*Written exercise*
Extract the lines of the data from the line containing "the book spine?" through the line containing "122,60 -> 139,90", inclusive, and repeat them exactly.

— START Records for the task —

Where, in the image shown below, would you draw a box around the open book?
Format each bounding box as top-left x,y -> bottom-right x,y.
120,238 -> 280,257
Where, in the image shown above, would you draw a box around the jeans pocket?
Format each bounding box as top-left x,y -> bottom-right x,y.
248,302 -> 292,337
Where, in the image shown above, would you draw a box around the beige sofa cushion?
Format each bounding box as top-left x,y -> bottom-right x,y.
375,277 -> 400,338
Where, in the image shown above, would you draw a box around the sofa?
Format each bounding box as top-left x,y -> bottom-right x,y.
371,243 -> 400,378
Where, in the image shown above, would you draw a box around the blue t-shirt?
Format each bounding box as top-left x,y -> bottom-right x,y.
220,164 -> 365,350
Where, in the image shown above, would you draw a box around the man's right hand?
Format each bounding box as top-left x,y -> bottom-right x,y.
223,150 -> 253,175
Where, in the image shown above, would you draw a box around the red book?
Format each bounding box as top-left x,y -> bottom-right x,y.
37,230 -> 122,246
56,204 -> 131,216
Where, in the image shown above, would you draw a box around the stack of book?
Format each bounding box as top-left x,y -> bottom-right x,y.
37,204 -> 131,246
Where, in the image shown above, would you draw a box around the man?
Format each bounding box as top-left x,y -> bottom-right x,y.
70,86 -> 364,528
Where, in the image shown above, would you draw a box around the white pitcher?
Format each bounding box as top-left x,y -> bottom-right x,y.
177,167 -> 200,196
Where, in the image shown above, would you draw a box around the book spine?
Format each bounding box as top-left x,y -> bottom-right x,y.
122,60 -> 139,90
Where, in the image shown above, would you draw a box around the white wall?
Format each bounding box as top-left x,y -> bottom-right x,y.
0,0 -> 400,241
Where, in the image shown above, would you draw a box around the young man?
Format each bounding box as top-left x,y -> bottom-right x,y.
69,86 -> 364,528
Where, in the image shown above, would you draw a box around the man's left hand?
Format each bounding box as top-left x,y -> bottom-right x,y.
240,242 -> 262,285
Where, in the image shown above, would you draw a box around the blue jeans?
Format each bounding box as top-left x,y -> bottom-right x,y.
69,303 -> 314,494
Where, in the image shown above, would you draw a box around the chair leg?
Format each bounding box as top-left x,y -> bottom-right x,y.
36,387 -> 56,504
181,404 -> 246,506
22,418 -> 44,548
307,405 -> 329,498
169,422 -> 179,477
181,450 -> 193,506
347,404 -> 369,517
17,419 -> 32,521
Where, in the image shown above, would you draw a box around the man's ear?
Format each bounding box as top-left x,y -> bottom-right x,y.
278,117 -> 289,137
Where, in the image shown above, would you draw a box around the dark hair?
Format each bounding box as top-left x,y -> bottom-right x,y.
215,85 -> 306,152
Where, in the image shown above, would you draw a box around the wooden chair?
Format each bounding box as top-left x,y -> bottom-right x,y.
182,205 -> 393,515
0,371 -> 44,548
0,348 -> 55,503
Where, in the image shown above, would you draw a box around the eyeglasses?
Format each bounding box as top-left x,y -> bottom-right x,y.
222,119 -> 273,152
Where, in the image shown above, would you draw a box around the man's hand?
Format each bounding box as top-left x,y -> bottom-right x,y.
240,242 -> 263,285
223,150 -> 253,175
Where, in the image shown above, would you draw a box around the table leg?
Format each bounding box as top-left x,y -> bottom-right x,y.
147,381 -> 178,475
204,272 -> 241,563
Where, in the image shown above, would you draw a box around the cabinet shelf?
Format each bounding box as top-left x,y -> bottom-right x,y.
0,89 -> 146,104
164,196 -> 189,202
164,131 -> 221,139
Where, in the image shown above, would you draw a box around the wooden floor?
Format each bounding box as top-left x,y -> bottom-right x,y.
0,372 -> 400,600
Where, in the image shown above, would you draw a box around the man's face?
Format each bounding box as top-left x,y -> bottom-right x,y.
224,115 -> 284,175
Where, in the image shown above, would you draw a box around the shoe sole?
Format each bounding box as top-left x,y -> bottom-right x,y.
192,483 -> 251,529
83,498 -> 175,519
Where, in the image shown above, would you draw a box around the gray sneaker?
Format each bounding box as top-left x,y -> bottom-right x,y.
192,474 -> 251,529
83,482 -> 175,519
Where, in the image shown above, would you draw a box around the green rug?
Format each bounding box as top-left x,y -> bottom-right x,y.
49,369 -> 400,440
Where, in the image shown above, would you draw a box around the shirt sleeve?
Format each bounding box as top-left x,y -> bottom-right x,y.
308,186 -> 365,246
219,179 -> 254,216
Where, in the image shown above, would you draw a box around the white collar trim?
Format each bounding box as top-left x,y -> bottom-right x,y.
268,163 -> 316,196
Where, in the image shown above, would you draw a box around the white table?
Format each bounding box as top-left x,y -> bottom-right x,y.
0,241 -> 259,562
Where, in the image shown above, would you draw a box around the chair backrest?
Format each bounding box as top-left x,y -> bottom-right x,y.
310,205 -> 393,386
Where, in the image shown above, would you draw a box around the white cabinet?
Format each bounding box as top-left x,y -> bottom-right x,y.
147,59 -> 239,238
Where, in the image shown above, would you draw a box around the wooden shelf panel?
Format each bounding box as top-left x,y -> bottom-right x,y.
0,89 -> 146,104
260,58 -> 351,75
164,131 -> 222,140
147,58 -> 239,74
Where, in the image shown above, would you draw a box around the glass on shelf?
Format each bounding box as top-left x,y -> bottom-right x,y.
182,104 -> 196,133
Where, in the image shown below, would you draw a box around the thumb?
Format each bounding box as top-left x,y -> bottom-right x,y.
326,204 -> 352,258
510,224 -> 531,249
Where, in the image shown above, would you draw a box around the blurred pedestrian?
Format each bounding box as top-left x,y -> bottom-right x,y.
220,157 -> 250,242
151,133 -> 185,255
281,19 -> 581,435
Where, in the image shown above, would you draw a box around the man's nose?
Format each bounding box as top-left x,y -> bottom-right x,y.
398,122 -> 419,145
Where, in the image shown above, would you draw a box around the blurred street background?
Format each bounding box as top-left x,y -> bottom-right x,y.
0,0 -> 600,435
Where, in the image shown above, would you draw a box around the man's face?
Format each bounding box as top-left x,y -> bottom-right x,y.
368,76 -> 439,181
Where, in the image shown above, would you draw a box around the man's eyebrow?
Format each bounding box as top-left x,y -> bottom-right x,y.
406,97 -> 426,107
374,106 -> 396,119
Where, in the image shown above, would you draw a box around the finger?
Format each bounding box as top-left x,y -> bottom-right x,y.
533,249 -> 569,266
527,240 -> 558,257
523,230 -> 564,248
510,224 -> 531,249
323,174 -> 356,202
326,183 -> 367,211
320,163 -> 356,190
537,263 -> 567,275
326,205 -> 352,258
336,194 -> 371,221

— END Records for the task —

*Finished answer*
Where, in the image shown above, would you draw a box around the book spine?
Format each bounding box as top-left x,y -> bottom-right x,y.
122,60 -> 139,90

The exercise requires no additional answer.